━━ Source passage ━━

2.04 - NOTICE OF MEETINGS
       ------------------

     All notices of meetings of shareholders, whether annual or special, shall
be sent or otherwise given not less than 10 nor more than 60 days before the
date of the meeting, except as provided in Section 2.03. The notice shall
specify the place, date and hour of the meeting and (i) in the case of a special
meeting, the general nature of the business to be transacted, or (ii) in the
case of the annual meeting, those matters which the board of directors, at the
time of giving the notice, intends to present for action by the shareholders.
The notice of any meeting at which directors are to be elected shall include the
name of any nominee or nominees whom, at the time of the notice, management
intends to present for election. The notice shall also state the general nature
of the proposal if action is proposed to be taken at any meeting for approval of
any of the following: (i) a contract or transaction in which a director has a
direct or indirect financial interest;

                                      -3-

 
(ii) an amendment of the articles of incorporation; (iii) a reorganization of
the corporation; (iv) a voluntary dissolution of the corporation; or (v) a
distribution in dissolution other than in accordance with the rights of any
outstanding preferred shares. Notwithstanding the absence of specific notice
thereof, any such action may nevertheless be presented to the meeting and be
validly acted upon by the shareholders if approved by all shareholders entitled
to vote thereon, unless they sign waivers of notice specifying the general
nature of the proposal so approved.

2.05 - MANNER OF GIVING NOTICE; AFFIDAVIT OF NOTICE
       --------------------------------------------

     Notice of any shareholders' meeting shall be given either personally or by
first-class mail or telegraphic or written communication, charges prepaid,
addressed to the shareholder at the address of that shareholder appearing on the
books of the corporation or given by the shareholder to the corporation for the
purpose of notice. If no such address appears on the corporation's books or has
been so given, notice shall be deemed to have been given if published at least
once in a newspaper of general circulation in the county where that office is
located or in any manner permitted by law. Notice shall be deemed to have been
given at the time when delivered personally, deposited in the mail, delivered to
a common carrier for transmission to the recipient, actually transmitted by
electronic means to the recipient by the

                                      -4-

 
person giving the notice, or sent by other means of written communication.

     An affidavit of the mailing or other means of giving any notice of any
shareholders' meeting may be executed by the secretary, assistant secretary, or
any transfer agent of the corporation giving the notice, and filed and
maintained in the minute book of the corporation.

━━━
━━ Data provided ━━

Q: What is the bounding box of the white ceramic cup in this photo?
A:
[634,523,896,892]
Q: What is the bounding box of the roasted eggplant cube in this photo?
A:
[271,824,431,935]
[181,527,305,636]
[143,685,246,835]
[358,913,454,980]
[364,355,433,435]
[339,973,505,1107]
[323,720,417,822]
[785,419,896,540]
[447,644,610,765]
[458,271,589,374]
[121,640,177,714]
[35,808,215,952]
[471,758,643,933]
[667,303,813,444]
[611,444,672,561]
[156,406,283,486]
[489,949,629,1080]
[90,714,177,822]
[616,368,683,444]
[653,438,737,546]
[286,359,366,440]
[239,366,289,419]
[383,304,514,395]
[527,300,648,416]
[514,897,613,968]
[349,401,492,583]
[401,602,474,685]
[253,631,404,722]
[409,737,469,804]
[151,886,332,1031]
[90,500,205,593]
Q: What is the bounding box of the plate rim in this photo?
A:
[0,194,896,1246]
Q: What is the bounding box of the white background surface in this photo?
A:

━━━
━━ Data provided ━━

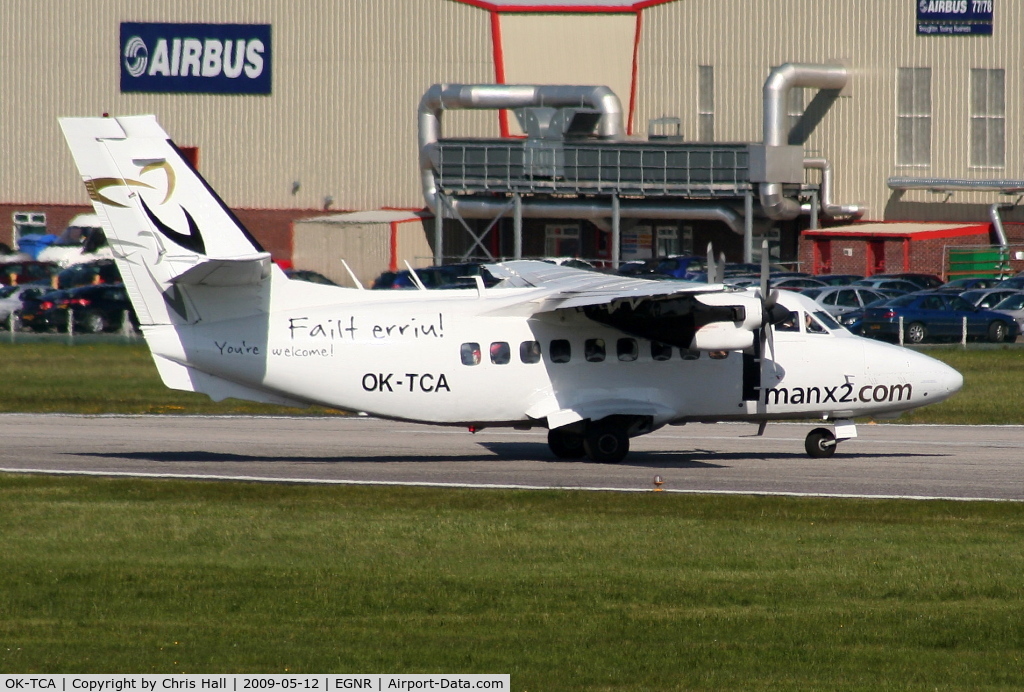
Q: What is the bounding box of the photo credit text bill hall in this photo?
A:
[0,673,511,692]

━━━

Parts of the exercise
**a.** Condense the paragraph of the bylaws excerpt that begins "An affidavit of the mailing" into one shorter sentence while keeping its main facts.
**b.** Return the part of the first block of rows that opens with the line containing "Q: What is the bounding box of the white ceramic" and closes with the line containing "[634,523,896,892]", copying both of those lines and everything between them without any change.

The solutions
**a.** The secretary, an assistant secretary, or any transfer agent of the corporation giving the notice may sign an affidavit of the mailing or other delivery of a shareholders' meeting notice, which is then filed and kept in the corporation's minute book.

**b.**
Q: What is the bounding box of the white ceramic cup in this photo?
A:
[634,523,896,892]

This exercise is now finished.